• _Instructions to follow_
Nothing but the pictures should go missing; return all the entries below exactly.

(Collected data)
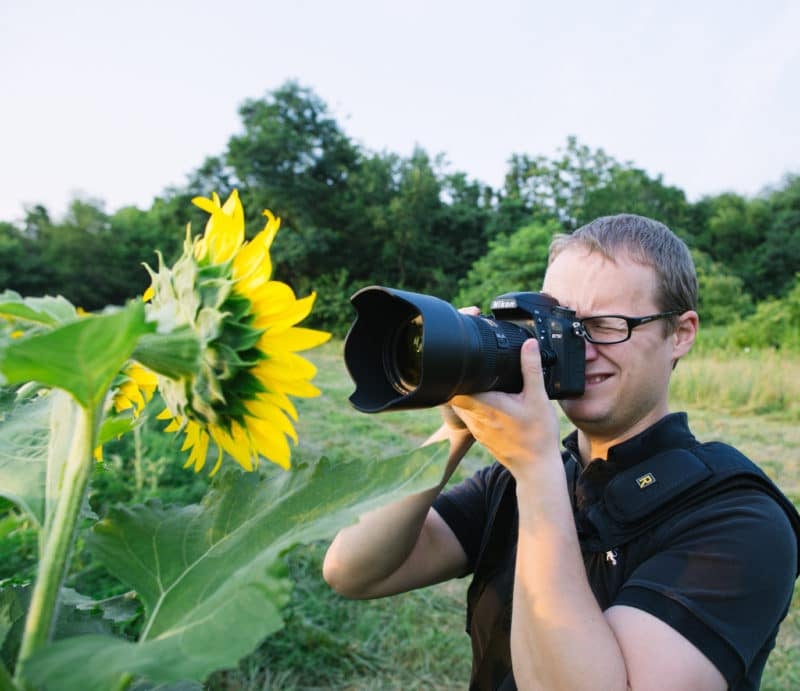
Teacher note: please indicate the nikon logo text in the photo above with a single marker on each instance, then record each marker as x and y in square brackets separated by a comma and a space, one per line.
[646, 480]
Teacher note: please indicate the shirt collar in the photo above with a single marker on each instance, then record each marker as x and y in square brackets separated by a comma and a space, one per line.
[670, 432]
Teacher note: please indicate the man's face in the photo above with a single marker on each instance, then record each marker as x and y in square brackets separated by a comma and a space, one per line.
[626, 383]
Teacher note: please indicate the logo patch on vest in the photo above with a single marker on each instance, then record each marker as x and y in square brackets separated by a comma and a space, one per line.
[646, 480]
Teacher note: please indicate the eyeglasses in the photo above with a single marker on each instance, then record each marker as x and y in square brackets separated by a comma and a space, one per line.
[608, 329]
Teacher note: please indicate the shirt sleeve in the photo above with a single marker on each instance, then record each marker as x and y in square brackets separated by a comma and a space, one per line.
[464, 507]
[723, 577]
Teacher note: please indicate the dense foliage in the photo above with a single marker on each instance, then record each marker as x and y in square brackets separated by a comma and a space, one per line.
[354, 217]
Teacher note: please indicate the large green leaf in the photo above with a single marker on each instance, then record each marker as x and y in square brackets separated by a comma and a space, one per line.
[24, 435]
[45, 311]
[81, 357]
[210, 575]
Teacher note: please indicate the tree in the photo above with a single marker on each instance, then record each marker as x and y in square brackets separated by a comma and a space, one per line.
[557, 188]
[293, 159]
[513, 263]
[721, 294]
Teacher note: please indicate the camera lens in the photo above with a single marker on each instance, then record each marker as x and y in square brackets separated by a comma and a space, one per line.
[403, 363]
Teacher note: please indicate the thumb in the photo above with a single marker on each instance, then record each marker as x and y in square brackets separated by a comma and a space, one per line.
[531, 365]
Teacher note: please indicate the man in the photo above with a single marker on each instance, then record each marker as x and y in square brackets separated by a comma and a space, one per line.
[637, 557]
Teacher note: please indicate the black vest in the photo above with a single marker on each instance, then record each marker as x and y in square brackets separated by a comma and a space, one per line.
[634, 501]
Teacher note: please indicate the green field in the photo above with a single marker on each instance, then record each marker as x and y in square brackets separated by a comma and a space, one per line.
[417, 640]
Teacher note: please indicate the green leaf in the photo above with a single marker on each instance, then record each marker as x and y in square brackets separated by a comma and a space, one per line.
[81, 357]
[44, 311]
[211, 576]
[24, 435]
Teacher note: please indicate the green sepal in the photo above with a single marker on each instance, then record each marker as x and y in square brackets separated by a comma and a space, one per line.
[174, 355]
[239, 336]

• _The completed task_
Teacher note: please indicate the nikon logo text in the photo above with a single marker on each instance, then record each marker as x and y in square brackets separated by a comma and a space, one per line.
[646, 480]
Teacher note: please indicate the shirt collar in the photo above with a single marker on each instance, then record each marker as x and y in square brackets separated by a comma and a space, one per line.
[670, 432]
Teacher note: please indicate the man's face in the photo above with a single marker on each instance, then record each marker as x and y in square brackets separated by a comma and a space, one per line.
[626, 383]
Teacher note: please indicate the logo patch on vest in the photo above with a single marker on each instance, then record each marker as x and y in square brackets separated by a comma and a space, one per line.
[646, 480]
Teacher note: please indicate the eyeglasses in the photo above with a single marker on each instance, then record each marker as x and y in square brackets separated by a comma and a space, one per line.
[608, 329]
Teacher note: please indicate the shirt sleeve in the photo above with a single marker on each instance, then record each marker as x and y in square brackets separated by a comma and a space, one per line.
[464, 507]
[723, 577]
Teacher note: please indicate the dense foliage in the photo above with a single marker on each instance, then record each marker as x and y in square brackets separated by a comma and a space, one per line.
[354, 217]
Teacher note: please indicate the large green leaf in the photo above with a single marker on each instance, then record each marker as x and y in square brackets separated by a comma and a space, one per line.
[24, 435]
[45, 311]
[81, 357]
[210, 575]
Teacher note: please indicate the tree in the photo above with a single marker on each instance, then record each marker as x and y in square brackets separated by a comma and a space, one per line.
[557, 188]
[293, 159]
[513, 263]
[721, 294]
Teacher note: please indicate the camera lens in the photo above with a single marker on each instance, then record each marker as x and y in square brackets separated by a comma and a space, one per line.
[403, 363]
Teacher note: please indicate the thumb in the photo above with a single marker on each instance, then record each marker as x and y in square brackets separated by a comma and a space, one per line.
[531, 365]
Teacher note: please indicate the man in the photo above with a single marker on each instance, then record each marker as x and y in square brackets separated by a comma and a space, one per line.
[637, 557]
Teacher note: please indicate the black vest in the photo above with a single marker on each instance, then record each marker as x and y in square brackets separated by a comma and a space, one per line.
[634, 501]
Teacher note: please indicate the green field in the photo above with a single marker on each instance, then record each marker as x and y in square brackets separated by a comma and a space, one per line.
[417, 640]
Teacher note: please indicate the green leaf in the photo above with a single marker on each instance, then record each marker as x and y in square brackets separated by a comma and a space, one per line.
[81, 357]
[44, 311]
[211, 576]
[24, 435]
Teacher note: please indicate the green sepal in the photo above with a single marker on each instance, then record each marker as x and y in square brackets separated by a comma and a space, one per line.
[174, 355]
[239, 336]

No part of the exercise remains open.